PROVIDED PASSAGE:
-- Begin --
Joe Miller bio photo

Joe Miller

Ops/Engineering. Continuous DevOping at Webscale

Twitter Github

Updated December 7, 2013 : I no longer recommend using the approach described in this post. Please read Sensu and Graphite, Part 2 instead.

Updated October 16, 2012 : Removed “passive”:”true” from the graphite amqp handler definition in Sensu. This is too brittle. Sensu will fail to start unless graphite has started first and created the exchange on the RabbitMQ server. By matching the “durable”:”true” setting that graphite expects, then we can start either service in any order.

Updated October 16, 2012 : Updated graphite amqp handler definition to use the new “mutator”’s in Sensu 0.9.7. See the for details on backwards-incompatible changes as Sensu moves towards a 1.0.0 release.

It’s been pretty exciting to see the number of folks getting involved with Sensu lately, as judging by the increased activity on the #sensu channel on Freenode. One of the most common questions is how to integrate Sensu and Graphite. In this article I’ll cover two approaches for pushing metrics from Sensu to Graphite.

Remember: think of Sensu as the “monitoring router”. While we are going to show how to push metrics to Graphite, it is just as easy to push metrics to any other system - Librato, Cube, OpenTSDB, etc. In fact, it would not be difficult at all to push metrics to multiple graphing backends in a fanout manner.

Install vmstat-metrics plugin

For this example, we’re going to use the vmstat-metrics plugin which can be found in the sensu-community-plugins repository on github. The plugins in this repo are meant to be cherry-picked, so let’s just grab the one we’re interested in:

cd /etc/sensu/plugins/
sudo wget https://raw.github.com/sonian/sensu-community-plugins/master/plugins/system/vmstat-metrics.rb
sudo chmod +x vmstat-metrics.rb

Most, but not all, of the plugins in the sensu-community-plugins repository use helper classes from the sensu-plugin, so we’ll need to install that gem on the nodes that will be running the vmstat-metrics plugin.
-- End --
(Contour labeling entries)
-- Begin --
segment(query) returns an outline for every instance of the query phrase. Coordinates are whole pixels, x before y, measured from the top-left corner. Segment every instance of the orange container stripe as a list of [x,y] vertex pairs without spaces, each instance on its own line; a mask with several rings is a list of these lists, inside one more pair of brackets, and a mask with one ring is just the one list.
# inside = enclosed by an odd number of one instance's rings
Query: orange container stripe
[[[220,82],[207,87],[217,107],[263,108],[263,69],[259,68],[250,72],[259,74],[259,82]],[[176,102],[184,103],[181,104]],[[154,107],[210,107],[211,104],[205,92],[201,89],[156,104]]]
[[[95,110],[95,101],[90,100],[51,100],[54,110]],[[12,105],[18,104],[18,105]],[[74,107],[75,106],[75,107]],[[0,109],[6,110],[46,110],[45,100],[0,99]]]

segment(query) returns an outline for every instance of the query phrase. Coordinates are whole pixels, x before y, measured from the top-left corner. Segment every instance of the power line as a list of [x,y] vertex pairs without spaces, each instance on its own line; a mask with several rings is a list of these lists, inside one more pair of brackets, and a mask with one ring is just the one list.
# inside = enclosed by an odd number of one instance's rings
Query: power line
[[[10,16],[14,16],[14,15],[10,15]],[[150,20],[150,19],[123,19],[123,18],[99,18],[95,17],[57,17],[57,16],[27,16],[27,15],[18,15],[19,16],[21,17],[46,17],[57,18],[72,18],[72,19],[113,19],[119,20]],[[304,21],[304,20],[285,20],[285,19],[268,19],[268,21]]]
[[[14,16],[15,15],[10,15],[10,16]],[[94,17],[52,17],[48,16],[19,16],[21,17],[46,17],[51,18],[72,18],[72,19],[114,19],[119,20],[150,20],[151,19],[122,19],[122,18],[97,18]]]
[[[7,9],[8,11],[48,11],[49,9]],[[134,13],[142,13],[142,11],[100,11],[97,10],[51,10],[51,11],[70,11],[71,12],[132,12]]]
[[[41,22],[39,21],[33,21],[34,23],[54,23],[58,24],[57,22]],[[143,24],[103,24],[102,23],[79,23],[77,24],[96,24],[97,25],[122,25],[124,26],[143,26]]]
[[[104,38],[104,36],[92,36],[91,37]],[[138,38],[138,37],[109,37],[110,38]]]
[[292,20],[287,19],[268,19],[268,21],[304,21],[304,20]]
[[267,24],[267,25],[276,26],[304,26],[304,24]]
-- End --
Answer these about the Sensu and Graphite post:
(a) What setting was removed from the graphite amqp handler definition in the October 16, 2012 update?
(b) Which plugin does the post use for its example?
(c) Which gem must be installed on the nodes that will run that plugin?
The records have no connection to the text.

REPLY:
(a) “passive”:”true”
(b) The vmstat-metrics plugin
(c) sensu-plugin